— TASK DETAILS —
Please give again, word for word, the line that contains "Place a point on every instance of the feathered" and every line after it to the end of the data, with no other lines.

— SUPPLIED MATERIAL —

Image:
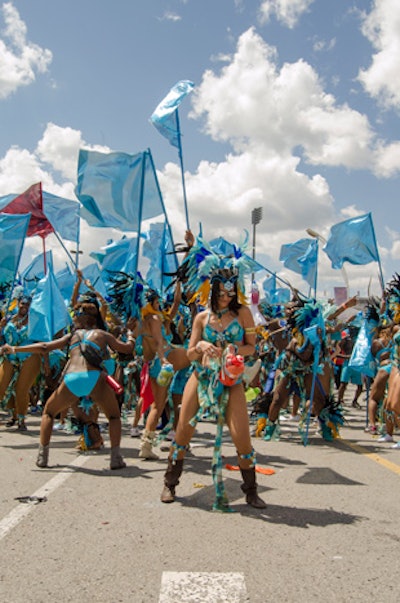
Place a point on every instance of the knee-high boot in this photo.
(249, 487)
(116, 460)
(146, 446)
(171, 479)
(43, 456)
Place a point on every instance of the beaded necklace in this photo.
(220, 314)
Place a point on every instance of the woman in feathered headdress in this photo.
(223, 333)
(304, 361)
(381, 351)
(392, 402)
(161, 360)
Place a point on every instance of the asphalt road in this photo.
(330, 532)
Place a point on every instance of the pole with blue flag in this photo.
(166, 119)
(13, 231)
(354, 241)
(312, 334)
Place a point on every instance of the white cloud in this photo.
(288, 12)
(169, 16)
(382, 28)
(253, 104)
(20, 59)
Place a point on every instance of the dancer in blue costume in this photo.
(82, 377)
(226, 322)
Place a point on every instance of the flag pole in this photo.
(71, 259)
(381, 279)
(178, 129)
(44, 255)
(316, 270)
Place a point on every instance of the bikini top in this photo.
(103, 360)
(382, 351)
(232, 333)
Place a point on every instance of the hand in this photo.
(189, 238)
(6, 349)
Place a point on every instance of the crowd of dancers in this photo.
(197, 351)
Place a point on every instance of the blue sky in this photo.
(296, 109)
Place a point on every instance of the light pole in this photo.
(316, 235)
(256, 217)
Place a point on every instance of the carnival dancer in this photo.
(381, 350)
(18, 371)
(313, 380)
(84, 377)
(227, 327)
(161, 359)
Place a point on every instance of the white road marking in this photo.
(23, 509)
(188, 587)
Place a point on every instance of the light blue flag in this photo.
(63, 215)
(273, 294)
(157, 249)
(13, 229)
(269, 287)
(118, 190)
(36, 271)
(227, 249)
(118, 256)
(48, 313)
(352, 241)
(301, 257)
(164, 117)
(361, 359)
(65, 282)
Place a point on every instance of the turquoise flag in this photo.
(118, 190)
(352, 241)
(164, 117)
(63, 214)
(118, 256)
(301, 257)
(158, 248)
(65, 282)
(48, 313)
(36, 270)
(93, 274)
(361, 359)
(13, 229)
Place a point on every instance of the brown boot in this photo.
(43, 456)
(116, 460)
(171, 479)
(249, 487)
(146, 446)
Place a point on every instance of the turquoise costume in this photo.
(213, 399)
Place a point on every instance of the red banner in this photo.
(31, 202)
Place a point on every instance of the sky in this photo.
(295, 109)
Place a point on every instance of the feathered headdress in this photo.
(393, 298)
(203, 266)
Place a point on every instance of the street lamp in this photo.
(256, 217)
(316, 235)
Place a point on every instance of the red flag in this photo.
(31, 202)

— EXERCISE RESULT —
Place a point on every instance of the feathered headdress in this photo.
(393, 298)
(203, 266)
Place a point on every instance of the street lamp in this photo.
(256, 217)
(316, 235)
Place a point on every instance of the red flag in this photo.
(31, 202)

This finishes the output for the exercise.